Output every one of the records below as a numbered list, excluding blank lines and omitting the pictures.

[Data listing]
# # # # #
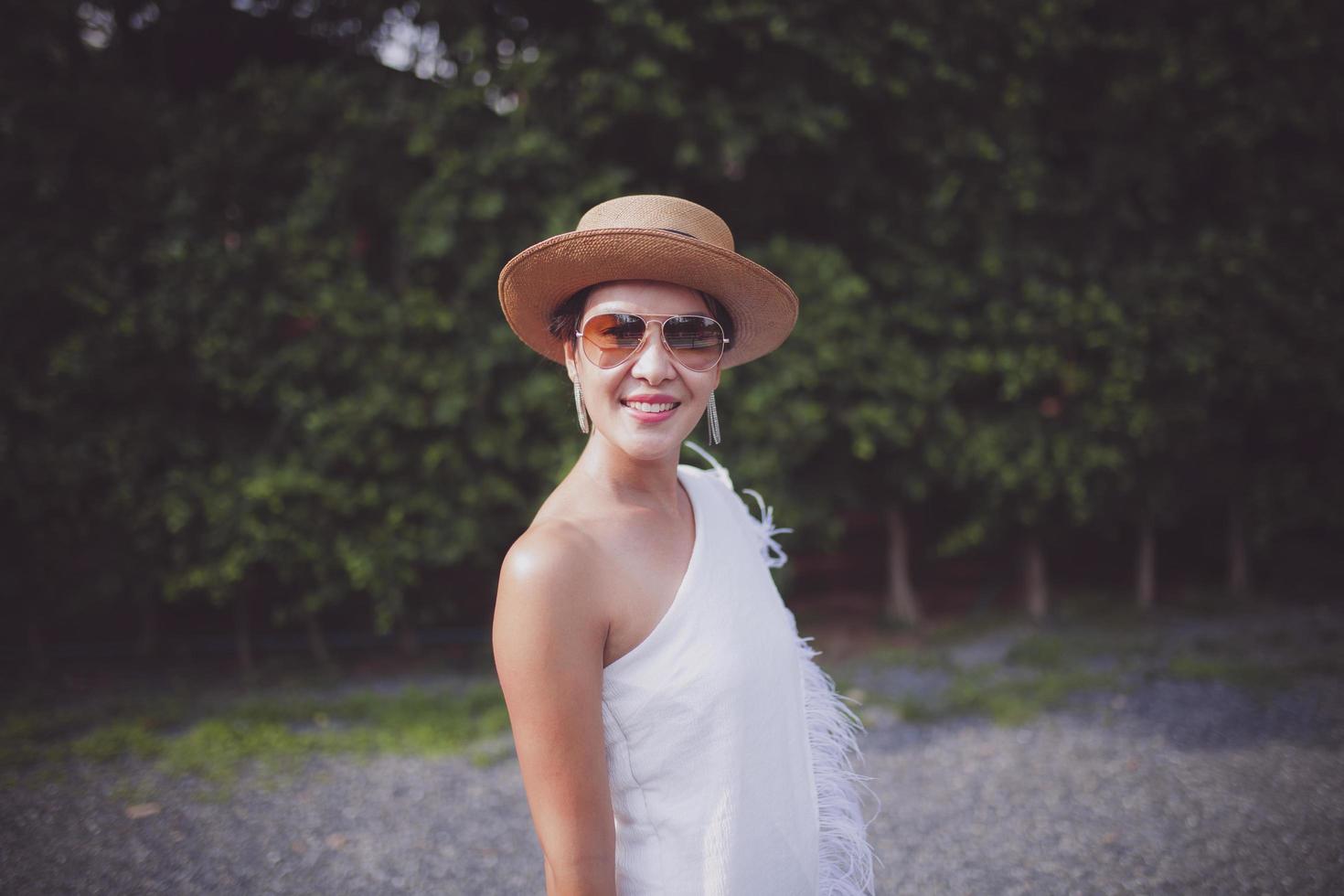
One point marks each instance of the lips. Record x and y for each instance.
(651, 407)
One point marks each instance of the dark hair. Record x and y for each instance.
(565, 318)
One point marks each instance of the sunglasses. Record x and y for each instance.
(695, 341)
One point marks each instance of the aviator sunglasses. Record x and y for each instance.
(695, 341)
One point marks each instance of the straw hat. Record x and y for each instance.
(648, 238)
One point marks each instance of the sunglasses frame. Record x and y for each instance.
(660, 320)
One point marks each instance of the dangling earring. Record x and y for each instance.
(711, 410)
(578, 406)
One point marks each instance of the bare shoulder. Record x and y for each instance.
(548, 559)
(548, 586)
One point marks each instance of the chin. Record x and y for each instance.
(649, 445)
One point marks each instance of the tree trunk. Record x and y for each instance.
(242, 638)
(1034, 579)
(408, 644)
(1146, 571)
(1238, 559)
(37, 649)
(902, 602)
(146, 644)
(316, 643)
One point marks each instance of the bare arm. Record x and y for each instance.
(549, 637)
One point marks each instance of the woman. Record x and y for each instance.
# # # # #
__Reply to the task__:
1. One point marks each instance of the lips. Record x and y for each instance.
2. (651, 407)
3. One point marks each instance of the dark hair. Record x and y for each instance.
4. (565, 318)
5. One point marks each instance of the sunglasses. Record x and y for each instance.
6. (695, 341)
7. One point marks each instance of the aviator sunglasses. Record x and y for each instance.
8. (695, 341)
9. One point marks each instance of the straw hat. Record x and y for each instance.
10. (648, 238)
11. One point marks each instance of the sunglasses frame. Record x and y for each instance.
12. (660, 320)
13. One point marks each instance of the dangling earring. Record x and y for each instance.
14. (711, 410)
15. (578, 406)
16. One point marks each instance of the bare shoulder. Record x and y for each instance.
17. (548, 559)
18. (548, 586)
19. One point marks each instance of the chin. Record x and y for each instance.
20. (649, 445)
21. One point marks each instance of the tree trunk. Record x and y for each instance.
22. (242, 638)
23. (1034, 579)
24. (408, 644)
25. (1146, 571)
26. (1238, 559)
27. (37, 649)
28. (902, 602)
29. (146, 644)
30. (316, 643)
31. One point marks each instance of the bare arm. Record x and y for each instance.
32. (549, 637)
33. One point marks each instance of the woman. Record x and y for each instance.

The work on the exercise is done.